**WHAT NEEDS TO BE DONE**
An exact copy of every record is needed, with all pictures omitted.

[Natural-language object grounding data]
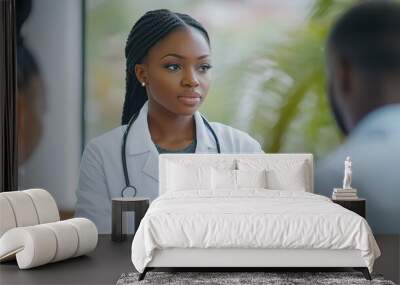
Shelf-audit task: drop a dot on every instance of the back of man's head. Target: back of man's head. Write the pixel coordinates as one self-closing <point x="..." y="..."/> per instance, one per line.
<point x="363" y="57"/>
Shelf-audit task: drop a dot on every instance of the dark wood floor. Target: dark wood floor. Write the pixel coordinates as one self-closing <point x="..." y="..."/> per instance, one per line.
<point x="110" y="260"/>
<point x="389" y="262"/>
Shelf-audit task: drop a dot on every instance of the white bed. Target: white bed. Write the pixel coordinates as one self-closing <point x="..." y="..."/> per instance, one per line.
<point x="219" y="225"/>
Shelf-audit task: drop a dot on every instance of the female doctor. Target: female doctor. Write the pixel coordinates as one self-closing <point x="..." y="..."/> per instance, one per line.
<point x="167" y="79"/>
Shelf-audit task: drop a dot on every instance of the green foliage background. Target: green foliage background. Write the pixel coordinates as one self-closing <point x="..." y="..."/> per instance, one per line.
<point x="268" y="81"/>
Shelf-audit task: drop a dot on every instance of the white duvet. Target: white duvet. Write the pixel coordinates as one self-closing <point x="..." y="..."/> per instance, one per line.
<point x="252" y="218"/>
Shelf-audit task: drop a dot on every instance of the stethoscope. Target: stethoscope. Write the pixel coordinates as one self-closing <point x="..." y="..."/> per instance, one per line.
<point x="123" y="152"/>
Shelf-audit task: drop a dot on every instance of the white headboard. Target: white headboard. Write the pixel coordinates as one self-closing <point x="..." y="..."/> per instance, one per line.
<point x="213" y="159"/>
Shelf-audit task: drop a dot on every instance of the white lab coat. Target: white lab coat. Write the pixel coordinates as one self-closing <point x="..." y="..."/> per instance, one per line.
<point x="101" y="174"/>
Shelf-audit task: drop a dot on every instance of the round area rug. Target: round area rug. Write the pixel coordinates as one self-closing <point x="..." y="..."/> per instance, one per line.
<point x="225" y="278"/>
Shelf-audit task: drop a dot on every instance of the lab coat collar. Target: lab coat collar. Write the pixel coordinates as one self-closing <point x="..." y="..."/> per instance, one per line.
<point x="205" y="139"/>
<point x="139" y="141"/>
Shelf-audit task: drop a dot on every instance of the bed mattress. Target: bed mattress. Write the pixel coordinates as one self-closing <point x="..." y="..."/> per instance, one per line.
<point x="250" y="219"/>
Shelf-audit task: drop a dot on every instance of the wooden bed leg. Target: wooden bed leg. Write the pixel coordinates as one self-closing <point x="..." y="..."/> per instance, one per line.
<point x="143" y="274"/>
<point x="364" y="271"/>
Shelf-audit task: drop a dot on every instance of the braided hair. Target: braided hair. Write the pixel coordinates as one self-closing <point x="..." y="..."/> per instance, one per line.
<point x="147" y="31"/>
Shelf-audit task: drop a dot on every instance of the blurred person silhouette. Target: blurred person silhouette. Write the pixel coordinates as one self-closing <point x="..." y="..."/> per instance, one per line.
<point x="363" y="74"/>
<point x="30" y="92"/>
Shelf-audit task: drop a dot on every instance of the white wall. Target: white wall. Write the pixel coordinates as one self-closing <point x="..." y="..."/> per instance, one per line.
<point x="53" y="34"/>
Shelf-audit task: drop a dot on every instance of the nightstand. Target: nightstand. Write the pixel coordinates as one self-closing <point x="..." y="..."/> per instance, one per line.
<point x="138" y="205"/>
<point x="355" y="205"/>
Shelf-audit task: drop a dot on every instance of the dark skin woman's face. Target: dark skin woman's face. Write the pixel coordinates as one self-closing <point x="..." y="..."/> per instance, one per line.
<point x="176" y="72"/>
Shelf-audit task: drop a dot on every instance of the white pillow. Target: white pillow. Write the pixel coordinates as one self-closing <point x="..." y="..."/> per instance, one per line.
<point x="251" y="178"/>
<point x="223" y="179"/>
<point x="282" y="174"/>
<point x="188" y="177"/>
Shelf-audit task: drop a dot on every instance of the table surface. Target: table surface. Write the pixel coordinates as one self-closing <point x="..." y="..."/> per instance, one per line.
<point x="104" y="265"/>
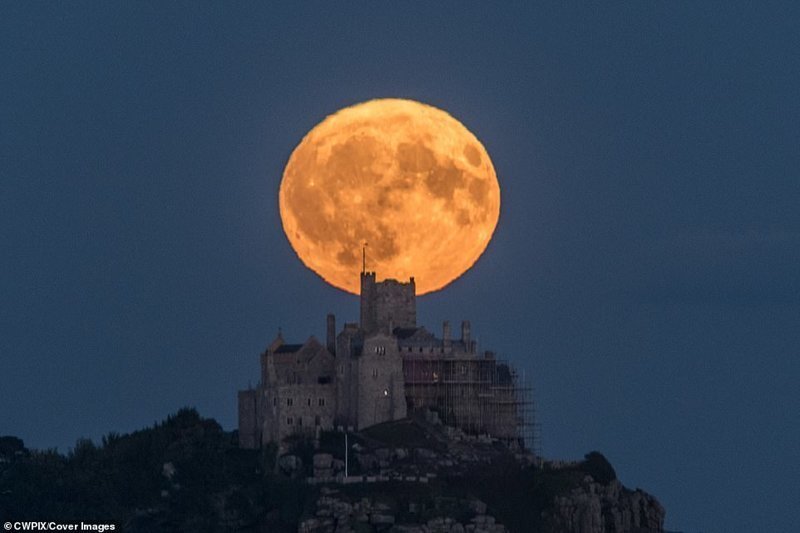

**EXERCISE RESULT**
Shelf-audit task: drop a dot on every instance of the back of man's head. Target: back of man's head. Write the pixel coordinates as one self-closing <point x="..." y="..."/> per instance, one per line.
<point x="363" y="57"/>
Shelf-audit task: drop a dot on every instance of the dark wood floor. Target: dark wood floor. Write the pixel coordinates as one self-closing <point x="..." y="..."/> per instance, one per line.
<point x="110" y="260"/>
<point x="389" y="262"/>
Shelf-audit task: drop a dot on every instance of the white bed. Target: white bed. Write the pixel coordinates as one self-closing <point x="..." y="..."/> per instance, one per line.
<point x="219" y="225"/>
Shelf-audit task: drop a dot on every instance of the female doctor. Target: female doctor. Write the pixel coordinates as one self-closing <point x="..." y="..."/> per instance, one per line.
<point x="167" y="79"/>
Shelf-audit task: drop a dot on every instance of the green foliage background. Target: green foliage background. Write the pixel coordinates as one self-closing <point x="..." y="..."/> per instance, one per line.
<point x="268" y="81"/>
Shelf-audit task: drop a dot on every instance of the white duvet. Target: white duvet. Write the pixel coordinates as one self-closing <point x="..." y="..."/> per instance, one per line.
<point x="252" y="218"/>
Shelf-audit task: drop a dot on every instance of the stethoscope. Target: stethoscope. Write the pixel coordinates as one self-closing <point x="..." y="..."/> per instance, one per line.
<point x="123" y="152"/>
Shelf-audit task: drop a dot on every instance of the white headboard. Target: white headboard. Write the pixel coordinates as one self-closing <point x="..." y="..."/> per instance, one per line.
<point x="213" y="159"/>
Shelf-audit task: drop a dot on every instance of the white lab coat. Target: white lab coat. Write the pixel coordinates as one self-closing <point x="..." y="..."/> per instance, one per line.
<point x="101" y="174"/>
Shelf-audit task: drop a dot on every instance of the round area rug. Target: round area rug. Write the pixel coordinates as one self-closing <point x="..." y="..."/> per instance, one per line.
<point x="225" y="278"/>
Shelf-audit task: drop a dot on every instance of the lab coat collar. Target: lab coat collar. Write the pixel coordinates as one self-closing <point x="..." y="..."/> per instance, one per line.
<point x="205" y="139"/>
<point x="139" y="141"/>
Shelf-audit task: drop a dot on every instance of the bed mattress. Target: bed mattress. Write the pixel coordinates as one self-closing <point x="..." y="..."/> per instance, one per line.
<point x="250" y="219"/>
Shelf-audit task: drop a dot on every instance of the wooden bed leg. Target: wooden bed leg. Write the pixel coordinates as one self-closing <point x="..." y="..."/> per instance, one per line.
<point x="143" y="274"/>
<point x="364" y="271"/>
Shelf-audit task: drop a dot on every instance of the braided hair. Target: braided hair. Write the pixel coordinates as one self-closing <point x="..." y="..."/> per instance, one per line.
<point x="147" y="31"/>
Shelf-audit task: drop a dot on every instance of the blurred person silhouette. Target: blurred person silhouette. Write the pixel coordinates as one self-closing <point x="..." y="..."/> per instance, one per line.
<point x="363" y="74"/>
<point x="30" y="92"/>
Shelf-audit task: drop a dot on every instance of the white wall. Target: white wall. Write the pixel coordinates as one self-closing <point x="..." y="..."/> per instance, one per line.
<point x="53" y="34"/>
Shelf-audit task: drop a dot on every instance of the nightstand. Target: nightstand. Write the pixel coordinates as one self-closing <point x="..." y="..."/> per instance, one per line.
<point x="138" y="205"/>
<point x="355" y="205"/>
Shelf-audit task: drop a dot on every instance of the dark skin woman's face. Target: dark skin woman's face. Write the pixel coordinates as one self-closing <point x="..." y="..."/> per instance, one per line.
<point x="176" y="72"/>
Shelf-audit task: drop a dot on every instance of the white pillow. Target: white pillow. Write the pixel coordinates as one self-closing <point x="..." y="..."/> per instance, one per line.
<point x="251" y="178"/>
<point x="223" y="179"/>
<point x="282" y="174"/>
<point x="188" y="177"/>
Shelf-audit task: drop a dot on every instance of the table surface. Target: table surface. Write the pixel coordinates as one self-closing <point x="..." y="..."/> per instance, one per line.
<point x="104" y="265"/>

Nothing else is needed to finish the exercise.